== PROBLEM STATEMENT ==
Starting with the line that holds "Target: black cabinet handle", copy out each remaining line of the listing below, up to and including the last one, and include nothing else.

>> start

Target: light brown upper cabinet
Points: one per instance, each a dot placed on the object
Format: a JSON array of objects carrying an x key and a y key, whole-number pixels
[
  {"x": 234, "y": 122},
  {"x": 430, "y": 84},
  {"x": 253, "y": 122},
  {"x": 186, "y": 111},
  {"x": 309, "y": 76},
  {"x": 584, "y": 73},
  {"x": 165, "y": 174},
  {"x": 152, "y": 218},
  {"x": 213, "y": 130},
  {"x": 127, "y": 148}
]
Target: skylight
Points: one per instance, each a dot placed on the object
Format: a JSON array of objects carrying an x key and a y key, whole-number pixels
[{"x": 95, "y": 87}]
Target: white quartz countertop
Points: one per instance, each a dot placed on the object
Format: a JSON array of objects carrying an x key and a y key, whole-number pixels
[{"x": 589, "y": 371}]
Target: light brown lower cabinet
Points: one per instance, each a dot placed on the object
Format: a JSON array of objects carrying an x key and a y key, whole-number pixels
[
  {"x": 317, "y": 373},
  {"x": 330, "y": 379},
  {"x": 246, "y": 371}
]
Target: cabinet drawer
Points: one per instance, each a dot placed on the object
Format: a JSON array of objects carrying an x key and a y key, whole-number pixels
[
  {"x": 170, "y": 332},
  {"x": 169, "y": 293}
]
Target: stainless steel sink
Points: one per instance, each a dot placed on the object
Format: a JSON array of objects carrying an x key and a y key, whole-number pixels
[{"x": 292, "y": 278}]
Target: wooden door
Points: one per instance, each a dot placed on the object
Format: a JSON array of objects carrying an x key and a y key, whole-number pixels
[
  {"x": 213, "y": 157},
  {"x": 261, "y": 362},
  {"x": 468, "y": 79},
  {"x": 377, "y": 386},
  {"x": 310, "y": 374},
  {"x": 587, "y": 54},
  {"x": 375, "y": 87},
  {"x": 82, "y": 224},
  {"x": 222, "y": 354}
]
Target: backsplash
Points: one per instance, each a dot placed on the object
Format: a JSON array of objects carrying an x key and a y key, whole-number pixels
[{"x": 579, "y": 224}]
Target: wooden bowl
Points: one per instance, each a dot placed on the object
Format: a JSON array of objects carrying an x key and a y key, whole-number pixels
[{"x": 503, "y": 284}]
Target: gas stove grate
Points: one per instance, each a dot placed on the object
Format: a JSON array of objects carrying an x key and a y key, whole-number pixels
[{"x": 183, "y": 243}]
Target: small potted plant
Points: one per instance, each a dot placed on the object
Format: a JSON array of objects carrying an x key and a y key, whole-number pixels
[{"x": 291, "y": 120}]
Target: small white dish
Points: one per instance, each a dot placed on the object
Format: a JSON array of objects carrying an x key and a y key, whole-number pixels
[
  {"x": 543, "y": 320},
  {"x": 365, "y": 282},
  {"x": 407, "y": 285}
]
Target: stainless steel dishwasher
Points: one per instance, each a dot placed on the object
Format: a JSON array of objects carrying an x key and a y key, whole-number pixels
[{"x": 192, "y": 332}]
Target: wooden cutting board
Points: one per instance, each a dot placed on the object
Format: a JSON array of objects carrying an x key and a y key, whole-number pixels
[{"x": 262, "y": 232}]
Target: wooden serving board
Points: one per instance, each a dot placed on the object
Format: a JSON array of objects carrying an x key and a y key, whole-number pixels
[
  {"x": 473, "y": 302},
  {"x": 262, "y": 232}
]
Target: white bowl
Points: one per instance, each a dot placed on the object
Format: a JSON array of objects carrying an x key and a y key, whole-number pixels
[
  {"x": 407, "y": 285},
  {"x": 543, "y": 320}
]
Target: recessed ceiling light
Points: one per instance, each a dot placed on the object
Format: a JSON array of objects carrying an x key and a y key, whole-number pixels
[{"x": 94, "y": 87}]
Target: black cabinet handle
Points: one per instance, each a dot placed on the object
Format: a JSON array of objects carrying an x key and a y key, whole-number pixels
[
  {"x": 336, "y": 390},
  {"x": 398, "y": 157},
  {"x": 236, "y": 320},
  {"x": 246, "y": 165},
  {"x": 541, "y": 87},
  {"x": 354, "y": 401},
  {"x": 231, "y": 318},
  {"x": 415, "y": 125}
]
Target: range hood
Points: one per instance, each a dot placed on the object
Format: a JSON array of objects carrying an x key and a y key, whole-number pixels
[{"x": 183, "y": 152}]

>> end

== CORRECT ANSWER ==
Target: black cabinet handle
Points: one per instance, each a dot placed on the object
Format: a JSON array of objects carrying an x key and a y key, whole-number pixels
[
  {"x": 336, "y": 390},
  {"x": 398, "y": 157},
  {"x": 236, "y": 320},
  {"x": 246, "y": 165},
  {"x": 541, "y": 87},
  {"x": 354, "y": 401},
  {"x": 231, "y": 318},
  {"x": 415, "y": 125}
]
Target: range hood
Points: one per instance, each a dot placed on the object
Format: a JSON array of objects carrying an x key and a y key, whole-number pixels
[{"x": 183, "y": 152}]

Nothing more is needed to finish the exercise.